Document segment:
☆ ☆ ☆ ☆ ☆

18) The nursing assistant who was also working my floor who introduced herself to me. I remember little about the afternoon. I know that Bart was there and talked to me and I let him leave about 2:45 because I was pretty groggy. I remember waking up and calling him around 6:15 or 6:20. I told him to call me back at 8:15.
19) The night nurse, as mentioned earlier was very talkative and somewhat annoying. She told me little stories about her husband, called the IV stand “George” talked to me about her hair, all kinds of things that I wasn’t interested in. And then when she found out that Bart and I had 10 kids, she couldn’t get off how wonderful we are and how GRATEFUL they must be. Just goes to show that people don’t get it. Our kids are very seldom grateful, and sometimes unable to be satisfied.
20) The night nursing assistant, who was as crabby as could be. The crabbiest person I met the whole time I was there. She was about 18 or so and acted like she did NOT want to be there at all. I had to go to the bathroom at 11:30, 1:15, 2:30, 5:30 and 7 and I had to have help every time with the IV stand (you know, George) so I had to bother her over and over again and then it took me forever to pee. She was the one who was not only annoyed, but even almost unkind, when I felt like I was going to puke.
21) The incompetent phlebotomist who could not get my blood out. Fortunately, I was half-awake as she dug through my arm veins for 10 minutes, finally giving up and poking my finger and then scraping blood out of that tiny hole for at least another 10.
22) The unknown women and one guy nurse who stomped in and out when the IV machine got unplugged or low on juice or whatever and the nurses weren’t available and just came in and did what needed done without a word.
23) The day nurse who was nice, but very busy and hardly had time to help much. I called her several times during the day for various things, mainly to find out when I was getting out.
24) The day nursing assistant who helped me get ready for a shower, which I was able to give myself.
25) The nurse who brought me my “tray” of food -- 2 oz jello, 4 oz chicken broth, 4 oz apple juice. I didn’t like the jello, only had 1/2 the juice and probably not even half the broth.
26) The transporter who took me to my x-ray.
27) Josh who was the x-ray technician, along with another young perky girl, an older guy, and the doctor that disappeared and reappeared for the barium swallow and the x-ray to see if the band was in the wrong place. I dreaded this way more than I should have. yeah, the Barium was gross, but it wasn’t horrible and I only had to have two swallows followed by some water.
28) The transporter who took me back from x-ray.
29) The more competent phlebotomist who took blood out of my hand, right next to the bruise caused by the IV attempt the previous day (I’m known at our clinic as a “hard stick”)
30) The dietician and her assistant who came to explain to me about diet and what needed to be done.
31) The head of the program who taught the class who stopped by with someone else to say hello and let me know I could call her any time.
32) The exercise physiologist and his two friends who came by to talk to me about exercise.
33) The case manager who came to go over the discharge paperwork around noon giving me lots of false hope.
34) The charge nurse who finally let me sign discharge papers and who wheeled me out to the van where we saw
35) The valet parking guy #2.

Well, that’s 49. I thought it was at least fifty, but I probably forgot some. And that’s pretty much a rundown of what happened. There were times when it was a total blur because I was still dealing with the aftermath of anesthesia. I did not sleep well at all that first night and was really nervous that it would be that way every night, but last night I slept as well as I did prior to surgery.

I hope that for those of you who really want to know what it was like to have this surgery done, that this has given you a fairly good picture.

Now we’ll just have to see progress.


At 5:22 PM, Blogger Claudia said...

My friend Dawn pointed out that I forgot to count the florist. Sure enough did!

☆ ☆ ☆ ☆ ☆

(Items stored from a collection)
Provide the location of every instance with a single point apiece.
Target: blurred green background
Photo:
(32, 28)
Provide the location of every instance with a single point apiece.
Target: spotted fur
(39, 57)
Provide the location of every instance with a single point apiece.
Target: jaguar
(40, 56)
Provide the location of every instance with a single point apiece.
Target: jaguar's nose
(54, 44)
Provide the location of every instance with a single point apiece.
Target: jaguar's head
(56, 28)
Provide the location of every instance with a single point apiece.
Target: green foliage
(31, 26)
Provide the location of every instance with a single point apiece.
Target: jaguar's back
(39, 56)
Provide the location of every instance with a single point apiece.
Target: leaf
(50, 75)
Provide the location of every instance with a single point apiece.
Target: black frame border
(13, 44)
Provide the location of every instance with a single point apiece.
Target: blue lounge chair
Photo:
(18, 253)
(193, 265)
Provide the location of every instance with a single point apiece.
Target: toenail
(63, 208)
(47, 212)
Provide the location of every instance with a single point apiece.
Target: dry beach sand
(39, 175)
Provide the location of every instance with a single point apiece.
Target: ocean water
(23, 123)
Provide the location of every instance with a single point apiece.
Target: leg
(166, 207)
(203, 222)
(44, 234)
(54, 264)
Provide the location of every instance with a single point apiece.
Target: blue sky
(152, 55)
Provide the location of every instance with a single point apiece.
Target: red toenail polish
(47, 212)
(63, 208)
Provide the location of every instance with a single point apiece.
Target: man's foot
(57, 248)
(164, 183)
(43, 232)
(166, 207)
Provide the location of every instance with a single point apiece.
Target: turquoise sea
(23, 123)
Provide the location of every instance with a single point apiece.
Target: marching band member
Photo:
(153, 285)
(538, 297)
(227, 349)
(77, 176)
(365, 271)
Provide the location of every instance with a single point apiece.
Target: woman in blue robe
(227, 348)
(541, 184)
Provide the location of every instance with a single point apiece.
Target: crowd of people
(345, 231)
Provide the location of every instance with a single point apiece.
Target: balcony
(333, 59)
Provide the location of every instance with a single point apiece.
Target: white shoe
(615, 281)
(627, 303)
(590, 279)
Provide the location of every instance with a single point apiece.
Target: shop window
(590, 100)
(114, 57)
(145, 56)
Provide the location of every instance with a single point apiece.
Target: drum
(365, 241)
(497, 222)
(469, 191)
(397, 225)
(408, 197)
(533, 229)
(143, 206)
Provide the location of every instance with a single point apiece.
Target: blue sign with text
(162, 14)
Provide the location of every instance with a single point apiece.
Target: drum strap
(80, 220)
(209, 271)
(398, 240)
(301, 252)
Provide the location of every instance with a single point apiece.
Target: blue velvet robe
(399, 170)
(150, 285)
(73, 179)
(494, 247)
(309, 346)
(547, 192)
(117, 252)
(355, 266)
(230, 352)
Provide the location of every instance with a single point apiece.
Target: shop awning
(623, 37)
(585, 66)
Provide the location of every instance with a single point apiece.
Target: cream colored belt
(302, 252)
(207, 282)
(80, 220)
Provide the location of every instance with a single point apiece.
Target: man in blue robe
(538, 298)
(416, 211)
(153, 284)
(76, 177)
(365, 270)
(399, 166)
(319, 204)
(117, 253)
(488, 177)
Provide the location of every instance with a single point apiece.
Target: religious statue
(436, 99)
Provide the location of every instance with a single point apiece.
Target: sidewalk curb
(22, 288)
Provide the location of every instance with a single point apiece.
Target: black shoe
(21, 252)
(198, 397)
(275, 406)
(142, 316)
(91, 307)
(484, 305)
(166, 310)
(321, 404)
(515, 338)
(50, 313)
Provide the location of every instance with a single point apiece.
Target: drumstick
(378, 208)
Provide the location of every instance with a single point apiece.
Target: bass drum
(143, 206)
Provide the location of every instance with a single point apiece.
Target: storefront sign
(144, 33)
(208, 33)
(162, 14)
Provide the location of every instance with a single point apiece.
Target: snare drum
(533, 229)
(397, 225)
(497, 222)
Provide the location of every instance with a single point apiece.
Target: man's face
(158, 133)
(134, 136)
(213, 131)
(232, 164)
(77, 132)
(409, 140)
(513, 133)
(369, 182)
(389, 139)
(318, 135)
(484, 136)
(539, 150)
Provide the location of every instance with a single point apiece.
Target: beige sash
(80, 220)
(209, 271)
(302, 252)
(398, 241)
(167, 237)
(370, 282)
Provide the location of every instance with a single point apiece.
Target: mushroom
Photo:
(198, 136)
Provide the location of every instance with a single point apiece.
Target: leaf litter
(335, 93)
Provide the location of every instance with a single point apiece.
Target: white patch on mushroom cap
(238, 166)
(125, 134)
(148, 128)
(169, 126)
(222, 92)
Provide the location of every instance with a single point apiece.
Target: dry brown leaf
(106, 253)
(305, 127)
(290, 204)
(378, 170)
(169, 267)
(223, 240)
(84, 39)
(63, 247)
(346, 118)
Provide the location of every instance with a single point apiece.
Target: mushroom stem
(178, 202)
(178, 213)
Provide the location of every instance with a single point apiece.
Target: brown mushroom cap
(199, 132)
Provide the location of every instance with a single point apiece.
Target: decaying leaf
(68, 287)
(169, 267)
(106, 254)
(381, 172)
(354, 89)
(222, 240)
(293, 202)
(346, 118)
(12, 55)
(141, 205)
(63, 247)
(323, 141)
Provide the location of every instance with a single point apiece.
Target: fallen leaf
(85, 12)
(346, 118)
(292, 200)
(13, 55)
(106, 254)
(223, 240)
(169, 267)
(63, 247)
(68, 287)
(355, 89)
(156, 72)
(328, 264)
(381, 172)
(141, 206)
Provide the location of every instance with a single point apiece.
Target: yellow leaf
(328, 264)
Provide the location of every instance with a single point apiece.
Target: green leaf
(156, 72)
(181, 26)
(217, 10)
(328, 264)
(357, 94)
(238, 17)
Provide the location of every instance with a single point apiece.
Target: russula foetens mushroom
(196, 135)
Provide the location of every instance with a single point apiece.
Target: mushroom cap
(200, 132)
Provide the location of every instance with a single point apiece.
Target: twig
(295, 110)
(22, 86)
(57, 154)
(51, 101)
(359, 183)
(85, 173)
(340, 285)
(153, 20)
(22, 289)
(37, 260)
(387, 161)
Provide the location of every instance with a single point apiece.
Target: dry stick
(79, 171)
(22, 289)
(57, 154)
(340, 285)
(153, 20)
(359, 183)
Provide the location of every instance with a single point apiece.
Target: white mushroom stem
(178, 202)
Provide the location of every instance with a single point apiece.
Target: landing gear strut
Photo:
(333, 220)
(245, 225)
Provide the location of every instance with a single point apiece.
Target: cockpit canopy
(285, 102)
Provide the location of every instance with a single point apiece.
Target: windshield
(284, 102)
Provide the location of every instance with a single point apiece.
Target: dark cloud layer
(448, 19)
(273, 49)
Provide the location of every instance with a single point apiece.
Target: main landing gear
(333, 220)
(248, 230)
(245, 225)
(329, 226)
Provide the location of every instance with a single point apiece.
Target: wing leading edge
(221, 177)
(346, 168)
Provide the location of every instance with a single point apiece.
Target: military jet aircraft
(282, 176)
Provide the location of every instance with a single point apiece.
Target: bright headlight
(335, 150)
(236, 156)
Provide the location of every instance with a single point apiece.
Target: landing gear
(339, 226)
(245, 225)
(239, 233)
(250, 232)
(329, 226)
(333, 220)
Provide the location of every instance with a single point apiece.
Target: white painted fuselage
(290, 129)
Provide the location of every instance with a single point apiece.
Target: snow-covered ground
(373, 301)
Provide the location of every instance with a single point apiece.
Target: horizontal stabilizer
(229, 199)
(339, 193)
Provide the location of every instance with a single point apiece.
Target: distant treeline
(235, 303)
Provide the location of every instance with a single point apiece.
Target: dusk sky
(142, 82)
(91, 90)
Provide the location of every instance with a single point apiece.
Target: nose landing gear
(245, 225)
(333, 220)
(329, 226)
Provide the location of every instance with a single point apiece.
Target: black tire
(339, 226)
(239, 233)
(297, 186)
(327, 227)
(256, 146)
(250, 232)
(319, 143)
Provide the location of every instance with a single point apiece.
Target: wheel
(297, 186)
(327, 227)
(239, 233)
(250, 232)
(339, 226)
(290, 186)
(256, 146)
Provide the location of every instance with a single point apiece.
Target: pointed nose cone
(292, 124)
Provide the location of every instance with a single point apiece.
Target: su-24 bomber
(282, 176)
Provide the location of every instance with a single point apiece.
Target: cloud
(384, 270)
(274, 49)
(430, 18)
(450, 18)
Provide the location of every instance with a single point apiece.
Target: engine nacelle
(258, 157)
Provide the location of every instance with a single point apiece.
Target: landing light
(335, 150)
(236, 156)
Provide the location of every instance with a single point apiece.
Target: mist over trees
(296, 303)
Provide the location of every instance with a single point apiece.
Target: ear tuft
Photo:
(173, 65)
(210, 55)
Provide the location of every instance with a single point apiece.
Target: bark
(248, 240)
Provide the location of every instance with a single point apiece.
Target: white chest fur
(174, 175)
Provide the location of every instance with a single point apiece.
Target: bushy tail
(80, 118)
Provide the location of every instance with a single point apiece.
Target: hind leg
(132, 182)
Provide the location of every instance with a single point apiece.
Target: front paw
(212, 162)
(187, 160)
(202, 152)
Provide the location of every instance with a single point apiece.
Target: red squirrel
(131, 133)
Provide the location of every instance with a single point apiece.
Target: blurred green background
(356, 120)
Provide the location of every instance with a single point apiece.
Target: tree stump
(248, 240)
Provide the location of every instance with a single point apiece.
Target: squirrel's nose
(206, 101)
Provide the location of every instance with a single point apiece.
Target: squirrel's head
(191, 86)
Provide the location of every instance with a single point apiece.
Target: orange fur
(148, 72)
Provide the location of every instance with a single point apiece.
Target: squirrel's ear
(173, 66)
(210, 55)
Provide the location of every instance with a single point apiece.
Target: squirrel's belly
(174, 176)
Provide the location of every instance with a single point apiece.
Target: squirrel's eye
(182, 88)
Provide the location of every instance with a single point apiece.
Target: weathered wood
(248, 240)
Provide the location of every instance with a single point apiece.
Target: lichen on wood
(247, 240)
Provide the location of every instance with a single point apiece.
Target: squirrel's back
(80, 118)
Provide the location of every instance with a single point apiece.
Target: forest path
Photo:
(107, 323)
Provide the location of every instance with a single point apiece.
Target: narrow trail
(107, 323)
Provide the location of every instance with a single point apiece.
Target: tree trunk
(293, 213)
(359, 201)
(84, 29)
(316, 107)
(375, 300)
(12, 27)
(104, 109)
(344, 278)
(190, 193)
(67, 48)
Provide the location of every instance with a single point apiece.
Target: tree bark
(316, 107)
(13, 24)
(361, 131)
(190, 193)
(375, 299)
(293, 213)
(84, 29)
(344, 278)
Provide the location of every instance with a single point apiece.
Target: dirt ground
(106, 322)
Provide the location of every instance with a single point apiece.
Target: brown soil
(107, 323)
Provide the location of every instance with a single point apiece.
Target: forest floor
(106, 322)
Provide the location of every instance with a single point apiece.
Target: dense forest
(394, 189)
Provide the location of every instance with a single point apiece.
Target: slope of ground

☆ ☆ ☆ ☆ ☆

Task objective: In the account of the hospital stay, what name did the night nurse give the IV stand?

Expected answer: George.